Information supplied:

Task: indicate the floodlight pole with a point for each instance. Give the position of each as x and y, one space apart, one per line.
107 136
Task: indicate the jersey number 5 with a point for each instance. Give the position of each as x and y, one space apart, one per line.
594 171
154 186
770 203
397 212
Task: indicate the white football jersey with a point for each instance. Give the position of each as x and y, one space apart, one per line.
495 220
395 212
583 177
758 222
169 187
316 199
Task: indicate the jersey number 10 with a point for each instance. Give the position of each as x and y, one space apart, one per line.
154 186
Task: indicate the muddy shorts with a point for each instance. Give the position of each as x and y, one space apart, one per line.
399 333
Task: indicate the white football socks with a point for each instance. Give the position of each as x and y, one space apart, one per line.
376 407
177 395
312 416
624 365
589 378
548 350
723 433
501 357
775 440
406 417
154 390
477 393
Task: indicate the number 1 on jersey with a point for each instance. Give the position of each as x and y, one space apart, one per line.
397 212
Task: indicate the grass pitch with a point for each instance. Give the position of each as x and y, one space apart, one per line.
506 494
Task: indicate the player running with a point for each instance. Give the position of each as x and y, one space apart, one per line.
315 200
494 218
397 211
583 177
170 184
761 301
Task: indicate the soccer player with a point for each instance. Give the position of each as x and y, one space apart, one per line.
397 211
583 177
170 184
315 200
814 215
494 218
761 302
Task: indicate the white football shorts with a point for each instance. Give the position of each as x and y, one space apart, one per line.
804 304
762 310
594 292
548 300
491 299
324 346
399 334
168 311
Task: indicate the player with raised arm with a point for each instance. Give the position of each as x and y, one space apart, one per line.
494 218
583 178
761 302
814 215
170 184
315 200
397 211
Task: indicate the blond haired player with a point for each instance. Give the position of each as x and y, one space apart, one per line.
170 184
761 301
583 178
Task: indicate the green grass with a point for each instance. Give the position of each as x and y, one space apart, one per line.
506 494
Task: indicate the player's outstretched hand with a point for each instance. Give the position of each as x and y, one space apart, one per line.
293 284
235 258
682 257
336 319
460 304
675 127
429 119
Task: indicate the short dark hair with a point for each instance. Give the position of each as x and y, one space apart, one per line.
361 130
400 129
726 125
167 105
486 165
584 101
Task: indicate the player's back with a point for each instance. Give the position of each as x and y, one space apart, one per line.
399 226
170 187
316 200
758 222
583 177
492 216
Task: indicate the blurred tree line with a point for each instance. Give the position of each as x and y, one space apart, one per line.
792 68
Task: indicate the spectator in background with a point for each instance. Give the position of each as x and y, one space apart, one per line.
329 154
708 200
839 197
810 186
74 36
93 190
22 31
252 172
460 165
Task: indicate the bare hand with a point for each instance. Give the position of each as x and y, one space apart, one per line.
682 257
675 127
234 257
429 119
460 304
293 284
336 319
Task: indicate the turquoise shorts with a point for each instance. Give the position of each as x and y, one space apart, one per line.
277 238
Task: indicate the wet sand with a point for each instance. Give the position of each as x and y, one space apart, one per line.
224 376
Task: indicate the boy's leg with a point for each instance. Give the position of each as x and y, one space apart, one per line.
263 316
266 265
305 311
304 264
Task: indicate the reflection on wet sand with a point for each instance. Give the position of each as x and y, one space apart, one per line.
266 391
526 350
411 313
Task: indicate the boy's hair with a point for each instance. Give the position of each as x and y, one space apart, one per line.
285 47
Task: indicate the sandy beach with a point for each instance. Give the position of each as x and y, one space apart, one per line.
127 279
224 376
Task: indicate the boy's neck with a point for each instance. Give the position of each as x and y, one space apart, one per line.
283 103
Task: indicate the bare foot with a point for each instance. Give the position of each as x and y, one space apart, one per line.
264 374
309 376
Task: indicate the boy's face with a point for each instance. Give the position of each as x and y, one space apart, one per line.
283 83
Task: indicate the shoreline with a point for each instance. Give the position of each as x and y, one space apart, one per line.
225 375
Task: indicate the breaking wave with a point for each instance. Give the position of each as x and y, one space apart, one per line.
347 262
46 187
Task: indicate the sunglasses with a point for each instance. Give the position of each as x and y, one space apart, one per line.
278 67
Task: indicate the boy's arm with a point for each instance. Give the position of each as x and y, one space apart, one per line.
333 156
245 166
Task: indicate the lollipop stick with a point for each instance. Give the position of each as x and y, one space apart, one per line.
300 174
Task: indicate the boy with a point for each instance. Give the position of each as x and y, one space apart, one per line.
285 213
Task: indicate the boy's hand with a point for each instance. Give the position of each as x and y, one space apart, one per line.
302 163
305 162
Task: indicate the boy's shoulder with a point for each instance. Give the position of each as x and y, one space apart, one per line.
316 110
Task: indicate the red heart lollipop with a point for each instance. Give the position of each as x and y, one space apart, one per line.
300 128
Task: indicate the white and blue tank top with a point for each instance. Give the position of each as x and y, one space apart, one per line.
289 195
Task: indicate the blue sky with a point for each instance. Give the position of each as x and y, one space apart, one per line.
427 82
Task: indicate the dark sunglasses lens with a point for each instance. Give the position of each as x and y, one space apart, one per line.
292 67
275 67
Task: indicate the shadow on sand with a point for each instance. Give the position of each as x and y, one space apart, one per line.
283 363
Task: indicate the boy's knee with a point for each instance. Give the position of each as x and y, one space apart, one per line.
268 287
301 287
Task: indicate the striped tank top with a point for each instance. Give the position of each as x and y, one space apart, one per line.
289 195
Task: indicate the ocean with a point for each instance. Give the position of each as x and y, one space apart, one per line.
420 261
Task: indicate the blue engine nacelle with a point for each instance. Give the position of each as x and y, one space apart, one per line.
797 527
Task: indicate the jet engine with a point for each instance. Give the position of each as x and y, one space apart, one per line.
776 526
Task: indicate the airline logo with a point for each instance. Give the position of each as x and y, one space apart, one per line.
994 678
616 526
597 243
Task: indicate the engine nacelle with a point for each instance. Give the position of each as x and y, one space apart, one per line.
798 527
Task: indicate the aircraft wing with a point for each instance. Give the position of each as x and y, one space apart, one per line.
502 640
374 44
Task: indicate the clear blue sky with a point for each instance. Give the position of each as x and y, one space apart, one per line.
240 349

Brief: The line containing "Task: indicate the clear" marks where to begin; the last line of the records marks where to stop. Copy both and all between, exactly.

Solved problem:
Task: indicate the clear blue sky with a point for each instance. Give the position of each as x and y, one space apart, one per line.
240 349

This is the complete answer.